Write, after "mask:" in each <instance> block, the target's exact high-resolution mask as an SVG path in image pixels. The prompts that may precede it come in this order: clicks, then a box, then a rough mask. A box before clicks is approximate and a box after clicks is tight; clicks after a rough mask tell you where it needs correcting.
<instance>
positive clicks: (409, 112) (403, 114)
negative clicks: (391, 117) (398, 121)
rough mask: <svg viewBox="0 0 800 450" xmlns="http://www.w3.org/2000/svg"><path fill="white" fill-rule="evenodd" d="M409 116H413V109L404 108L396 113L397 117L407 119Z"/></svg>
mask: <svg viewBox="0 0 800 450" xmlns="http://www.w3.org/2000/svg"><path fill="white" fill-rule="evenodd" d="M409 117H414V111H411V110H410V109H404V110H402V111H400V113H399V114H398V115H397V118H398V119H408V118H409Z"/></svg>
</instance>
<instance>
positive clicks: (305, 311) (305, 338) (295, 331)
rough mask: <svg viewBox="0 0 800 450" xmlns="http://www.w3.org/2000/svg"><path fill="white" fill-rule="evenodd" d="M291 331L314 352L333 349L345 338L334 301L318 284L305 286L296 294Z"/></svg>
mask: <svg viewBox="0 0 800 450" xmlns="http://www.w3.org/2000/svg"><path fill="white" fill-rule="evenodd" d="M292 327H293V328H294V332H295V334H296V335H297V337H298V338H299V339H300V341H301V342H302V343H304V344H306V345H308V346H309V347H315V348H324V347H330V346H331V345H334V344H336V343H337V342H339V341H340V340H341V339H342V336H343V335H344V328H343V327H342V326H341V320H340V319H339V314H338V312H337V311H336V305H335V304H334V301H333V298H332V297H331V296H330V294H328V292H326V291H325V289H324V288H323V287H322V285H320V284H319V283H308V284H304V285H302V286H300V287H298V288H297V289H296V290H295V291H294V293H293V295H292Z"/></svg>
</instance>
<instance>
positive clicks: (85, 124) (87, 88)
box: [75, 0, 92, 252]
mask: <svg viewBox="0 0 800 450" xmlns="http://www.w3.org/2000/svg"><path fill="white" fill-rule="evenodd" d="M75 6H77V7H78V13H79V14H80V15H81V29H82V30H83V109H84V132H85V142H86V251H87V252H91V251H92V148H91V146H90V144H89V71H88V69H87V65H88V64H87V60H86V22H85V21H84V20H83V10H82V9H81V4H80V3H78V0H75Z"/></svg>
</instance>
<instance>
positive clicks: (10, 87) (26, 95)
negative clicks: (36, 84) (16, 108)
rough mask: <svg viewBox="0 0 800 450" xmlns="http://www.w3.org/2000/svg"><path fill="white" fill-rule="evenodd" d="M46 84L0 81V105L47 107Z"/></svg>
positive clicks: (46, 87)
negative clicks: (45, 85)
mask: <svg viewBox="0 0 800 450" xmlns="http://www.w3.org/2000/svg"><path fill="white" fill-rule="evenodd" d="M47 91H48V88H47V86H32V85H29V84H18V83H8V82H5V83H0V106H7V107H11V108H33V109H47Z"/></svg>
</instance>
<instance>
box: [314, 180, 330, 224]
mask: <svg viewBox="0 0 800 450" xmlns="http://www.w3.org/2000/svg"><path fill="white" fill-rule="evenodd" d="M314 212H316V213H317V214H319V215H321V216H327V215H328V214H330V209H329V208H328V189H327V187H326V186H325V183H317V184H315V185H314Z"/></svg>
* * *
Activity:
Repeat the records above exactly as they appear.

Finished exercise:
Write, after "mask:" in each <instance> block, the target's exact high-resolution mask as an SVG path in image pixels. The prompts that may precede it come in this order: clicks, then a box, then a rough mask. A box before clicks is approximate and a box after clicks is tight; clicks after a rough mask tell you where it needs correcting.
<instance>
positive clicks: (409, 112) (403, 114)
negative clicks: (391, 117) (398, 121)
rough mask: <svg viewBox="0 0 800 450" xmlns="http://www.w3.org/2000/svg"><path fill="white" fill-rule="evenodd" d="M409 116H413V109L404 108L396 113L397 117L407 119Z"/></svg>
mask: <svg viewBox="0 0 800 450" xmlns="http://www.w3.org/2000/svg"><path fill="white" fill-rule="evenodd" d="M409 117H414V111H411V110H410V109H404V110H402V111H400V113H399V114H398V115H397V118H398V119H408V118H409Z"/></svg>
</instance>
<instance>
positive clicks: (305, 311) (305, 338) (295, 331)
rough mask: <svg viewBox="0 0 800 450" xmlns="http://www.w3.org/2000/svg"><path fill="white" fill-rule="evenodd" d="M291 331L314 352L333 349L345 338L334 301L318 284L305 286L296 294Z"/></svg>
mask: <svg viewBox="0 0 800 450" xmlns="http://www.w3.org/2000/svg"><path fill="white" fill-rule="evenodd" d="M292 327H293V328H294V332H295V334H296V335H297V337H298V338H299V339H300V341H301V342H302V343H304V344H306V345H308V346H309V347H315V348H324V347H330V346H331V345H334V344H336V343H337V342H339V341H340V340H341V339H342V336H343V335H344V328H343V327H342V326H341V320H340V319H339V314H338V312H337V311H336V305H335V304H334V301H333V298H332V297H331V296H330V294H328V292H326V291H325V289H324V288H323V287H322V285H320V284H319V283H308V284H304V285H302V286H300V287H298V288H297V289H296V290H295V291H294V293H293V295H292Z"/></svg>
</instance>
<instance>
positive clicks: (85, 124) (87, 88)
box: [75, 0, 92, 252]
mask: <svg viewBox="0 0 800 450" xmlns="http://www.w3.org/2000/svg"><path fill="white" fill-rule="evenodd" d="M75 6H77V7H78V13H79V14H80V15H81V29H82V30H83V109H84V132H85V142H86V251H87V252H91V251H92V148H91V146H90V144H89V71H88V69H87V65H88V64H87V60H86V22H85V21H84V20H83V10H82V9H81V4H80V3H78V0H75Z"/></svg>
</instance>
<instance>
positive clicks: (10, 87) (26, 95)
negative clicks: (36, 84) (16, 108)
rough mask: <svg viewBox="0 0 800 450" xmlns="http://www.w3.org/2000/svg"><path fill="white" fill-rule="evenodd" d="M46 84L0 81V105L47 107Z"/></svg>
positive clicks: (46, 87)
negative clicks: (45, 85)
mask: <svg viewBox="0 0 800 450" xmlns="http://www.w3.org/2000/svg"><path fill="white" fill-rule="evenodd" d="M47 91H48V88H47V86H32V85H29V84H18V83H8V82H5V83H0V106H7V107H11V108H33V109H47Z"/></svg>
</instance>
<instance>
box: [314, 180, 330, 224]
mask: <svg viewBox="0 0 800 450" xmlns="http://www.w3.org/2000/svg"><path fill="white" fill-rule="evenodd" d="M314 212H316V213H317V214H319V215H321V216H327V215H328V214H330V209H329V208H328V189H327V187H326V186H325V183H317V184H315V185H314Z"/></svg>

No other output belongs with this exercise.